No entanto, o autarca admite que “pode haver desenvolvimentos em todos os sentidos” e por isso mesmo já tentou “averiguar a disponibilidade da SPAP de poder fazer a construção noutro local, com boas acessibilidades” mas, diz Nuno Coelho, “há falta de propensão para o diálogo e isso não é bom para ninguém.” “Já propus uma localização atrativa na freguesia à volta dos 40 mil metros quadrados”, conta ainda. Ermelinda Martins diz que o presidente da Junta “só pode estar a brincar”. “Falou-me como se não tivéssemos direitos adquiridos e não tivéssemos um terreno já nosso”, afirma. “Isto é um processo político. Não há vontade política para resolver isto”, insiste. “Durante muitos anos, aguentámos e ficamos calados. Isso vai acabar. Estamos a criar uma plataforma de divulgação da Protectora para breve”, conta ao Vivacidade a presidente da SPAP.
Nuno Coelho, por sua vez, explica que “insistir nesta guerra teórica e no ‘quero, posso e mando’ só dá chatices para todas as partes.” “Quero sentar-me à mesa com a Câmara, com a SPAP e com representantes dos moradores e ver uma alternativa viável que não incomode ninguém. Apelo à senhora presidente da SPAP que se sente connosco”, acrescenta. Uma coisa é certa, garante o autarca, “eu estarei sempre ao lado da população.”
A voz do povo
Quando tiveram conhecimento do que se poderia passar no seu bairro, os moradores da Quinta da Missilva uniram-se e criaram uma comissão contra a construção do canil. Chegaram inclusive, a organizar uma manifestação. Atualmente, Aníbal Queijo e Simão Sousa assumem-se como porta-vozes desse grupo criado.
O primeiro começa logo por esclarecer ao Vivacidade: “Nós não somos contra os animais”. Mas “primeiro temos que ter em conta os humanos”, refere Aníbal Queijo. Se dúvidas houvesse, o segundo, Simão Sousa, exibe o seu cartão de filiação ao Partido Pelos Animais e Pela Natureza (PAN). “Sou o filiado número 600 do PAN. A SPAP não gosta mais de animais do que nós”, afirma. “Quase todos os moradores da Quinta da Missilva têm animais. A SPAP está a tentar criar uma guerra com os moradores e é complicado porque cria-se um braço de ferro e depois não haverá mais sossego. Eu contraí um empréstimo para comprar uma habitação. É o meu património que vai ser desvalorizado. Vão mexer no meu património, em algo que luto todos os dias para o meu filho e vou ter que imputar essa responsabilidade a alguém”, remata Simão.
::::::::::
**Instruções da tarefa**
Segundo o excerto, por que motivo o autarca Nuno Coelho já procurou saber se a SPAP estaria disponível para construir noutro local? Explique em uma a três frases. Baseie-se somente no excerto.

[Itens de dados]
::::::::::
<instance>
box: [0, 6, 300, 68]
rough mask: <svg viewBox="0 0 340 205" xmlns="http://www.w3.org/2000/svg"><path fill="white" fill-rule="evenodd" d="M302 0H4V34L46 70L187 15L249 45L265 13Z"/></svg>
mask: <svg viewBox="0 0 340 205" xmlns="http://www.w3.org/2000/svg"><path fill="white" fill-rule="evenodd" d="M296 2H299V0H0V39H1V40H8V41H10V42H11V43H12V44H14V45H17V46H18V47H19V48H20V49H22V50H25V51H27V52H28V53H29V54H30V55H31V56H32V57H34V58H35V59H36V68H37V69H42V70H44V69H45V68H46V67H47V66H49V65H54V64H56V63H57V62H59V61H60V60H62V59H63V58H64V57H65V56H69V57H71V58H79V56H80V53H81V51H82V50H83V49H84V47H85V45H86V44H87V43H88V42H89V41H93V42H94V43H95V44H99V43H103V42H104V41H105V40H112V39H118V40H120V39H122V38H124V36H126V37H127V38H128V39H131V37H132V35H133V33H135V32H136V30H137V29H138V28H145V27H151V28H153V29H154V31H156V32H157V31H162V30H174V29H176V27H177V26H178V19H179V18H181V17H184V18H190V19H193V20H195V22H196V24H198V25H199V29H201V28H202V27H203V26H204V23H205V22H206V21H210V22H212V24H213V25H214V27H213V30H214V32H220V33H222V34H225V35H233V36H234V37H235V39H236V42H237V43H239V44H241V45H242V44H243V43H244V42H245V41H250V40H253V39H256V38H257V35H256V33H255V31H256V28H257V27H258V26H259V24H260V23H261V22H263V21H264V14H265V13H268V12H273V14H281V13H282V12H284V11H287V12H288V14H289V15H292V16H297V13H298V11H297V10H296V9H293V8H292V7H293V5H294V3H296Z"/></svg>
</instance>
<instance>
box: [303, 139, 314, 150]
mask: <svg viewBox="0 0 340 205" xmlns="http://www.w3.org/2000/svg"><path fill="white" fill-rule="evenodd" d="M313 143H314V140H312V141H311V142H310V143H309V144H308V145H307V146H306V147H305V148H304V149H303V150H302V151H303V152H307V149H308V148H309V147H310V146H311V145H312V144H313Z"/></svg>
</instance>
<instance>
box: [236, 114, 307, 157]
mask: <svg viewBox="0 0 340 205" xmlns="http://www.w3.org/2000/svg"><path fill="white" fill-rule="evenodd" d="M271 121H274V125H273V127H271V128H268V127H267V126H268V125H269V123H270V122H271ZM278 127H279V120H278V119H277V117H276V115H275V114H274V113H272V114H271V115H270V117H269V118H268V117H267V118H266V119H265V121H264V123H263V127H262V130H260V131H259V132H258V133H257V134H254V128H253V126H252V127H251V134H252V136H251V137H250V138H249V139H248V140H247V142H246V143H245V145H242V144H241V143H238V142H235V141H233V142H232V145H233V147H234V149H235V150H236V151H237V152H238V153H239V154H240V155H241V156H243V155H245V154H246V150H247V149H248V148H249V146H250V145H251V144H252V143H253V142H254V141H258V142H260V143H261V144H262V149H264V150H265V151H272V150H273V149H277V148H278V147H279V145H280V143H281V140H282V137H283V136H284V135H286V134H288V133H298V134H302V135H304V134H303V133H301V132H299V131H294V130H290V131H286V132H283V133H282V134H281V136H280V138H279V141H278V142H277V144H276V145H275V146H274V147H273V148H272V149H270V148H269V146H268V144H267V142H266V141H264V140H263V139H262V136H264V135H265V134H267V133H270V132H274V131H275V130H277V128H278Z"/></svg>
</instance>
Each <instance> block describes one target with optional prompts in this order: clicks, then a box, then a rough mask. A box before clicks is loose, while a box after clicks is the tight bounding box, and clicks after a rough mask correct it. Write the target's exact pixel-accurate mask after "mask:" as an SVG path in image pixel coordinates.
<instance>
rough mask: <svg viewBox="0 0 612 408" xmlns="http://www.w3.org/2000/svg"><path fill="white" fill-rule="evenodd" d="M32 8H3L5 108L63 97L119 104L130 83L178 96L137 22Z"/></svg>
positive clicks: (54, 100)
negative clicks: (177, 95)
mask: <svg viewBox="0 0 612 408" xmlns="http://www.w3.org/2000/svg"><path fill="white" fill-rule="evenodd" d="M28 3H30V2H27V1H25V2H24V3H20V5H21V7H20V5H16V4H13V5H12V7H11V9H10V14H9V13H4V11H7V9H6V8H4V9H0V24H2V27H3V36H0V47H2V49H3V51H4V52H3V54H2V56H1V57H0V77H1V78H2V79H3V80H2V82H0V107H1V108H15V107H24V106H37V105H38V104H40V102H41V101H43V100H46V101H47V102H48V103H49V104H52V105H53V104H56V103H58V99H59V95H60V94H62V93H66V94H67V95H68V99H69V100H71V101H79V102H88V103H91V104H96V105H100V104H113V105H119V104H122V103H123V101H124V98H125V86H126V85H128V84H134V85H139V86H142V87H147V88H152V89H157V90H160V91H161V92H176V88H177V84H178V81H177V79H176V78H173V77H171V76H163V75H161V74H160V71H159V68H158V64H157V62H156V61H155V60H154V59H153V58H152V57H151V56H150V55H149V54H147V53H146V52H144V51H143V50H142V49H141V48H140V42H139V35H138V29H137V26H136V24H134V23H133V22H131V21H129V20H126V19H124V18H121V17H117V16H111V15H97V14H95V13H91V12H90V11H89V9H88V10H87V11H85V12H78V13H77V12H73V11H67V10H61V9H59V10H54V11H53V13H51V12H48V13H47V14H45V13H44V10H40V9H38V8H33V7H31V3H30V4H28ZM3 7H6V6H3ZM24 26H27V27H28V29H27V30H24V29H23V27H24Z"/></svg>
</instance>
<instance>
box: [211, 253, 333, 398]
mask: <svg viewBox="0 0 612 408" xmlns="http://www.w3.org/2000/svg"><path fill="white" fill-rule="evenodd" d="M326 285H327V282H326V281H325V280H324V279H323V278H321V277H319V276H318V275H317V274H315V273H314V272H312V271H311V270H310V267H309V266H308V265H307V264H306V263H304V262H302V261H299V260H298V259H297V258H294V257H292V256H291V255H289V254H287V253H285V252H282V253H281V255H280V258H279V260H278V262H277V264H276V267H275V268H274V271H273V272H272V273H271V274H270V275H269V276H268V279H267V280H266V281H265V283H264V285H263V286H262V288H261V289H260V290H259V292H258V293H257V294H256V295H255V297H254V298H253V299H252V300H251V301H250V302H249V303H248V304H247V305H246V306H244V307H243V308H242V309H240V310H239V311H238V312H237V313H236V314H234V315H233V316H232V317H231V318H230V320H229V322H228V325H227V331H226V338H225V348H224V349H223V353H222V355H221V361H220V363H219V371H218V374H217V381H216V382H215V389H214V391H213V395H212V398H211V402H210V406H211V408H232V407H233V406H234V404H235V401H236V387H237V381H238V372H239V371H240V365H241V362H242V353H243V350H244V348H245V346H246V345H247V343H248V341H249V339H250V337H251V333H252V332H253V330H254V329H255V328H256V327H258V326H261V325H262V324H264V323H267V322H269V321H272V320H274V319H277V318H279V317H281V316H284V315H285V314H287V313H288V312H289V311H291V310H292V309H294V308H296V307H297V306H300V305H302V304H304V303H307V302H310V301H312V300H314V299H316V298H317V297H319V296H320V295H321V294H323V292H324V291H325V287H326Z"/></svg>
::::::::::
**Resposta escrita**
O autarca admite que "pode haver desenvolvimentos em todos os sentidos". Foi por isso mesmo que tentou averiguar se a SPAP poderia fazer a construção noutro local, com boas acessibilidades.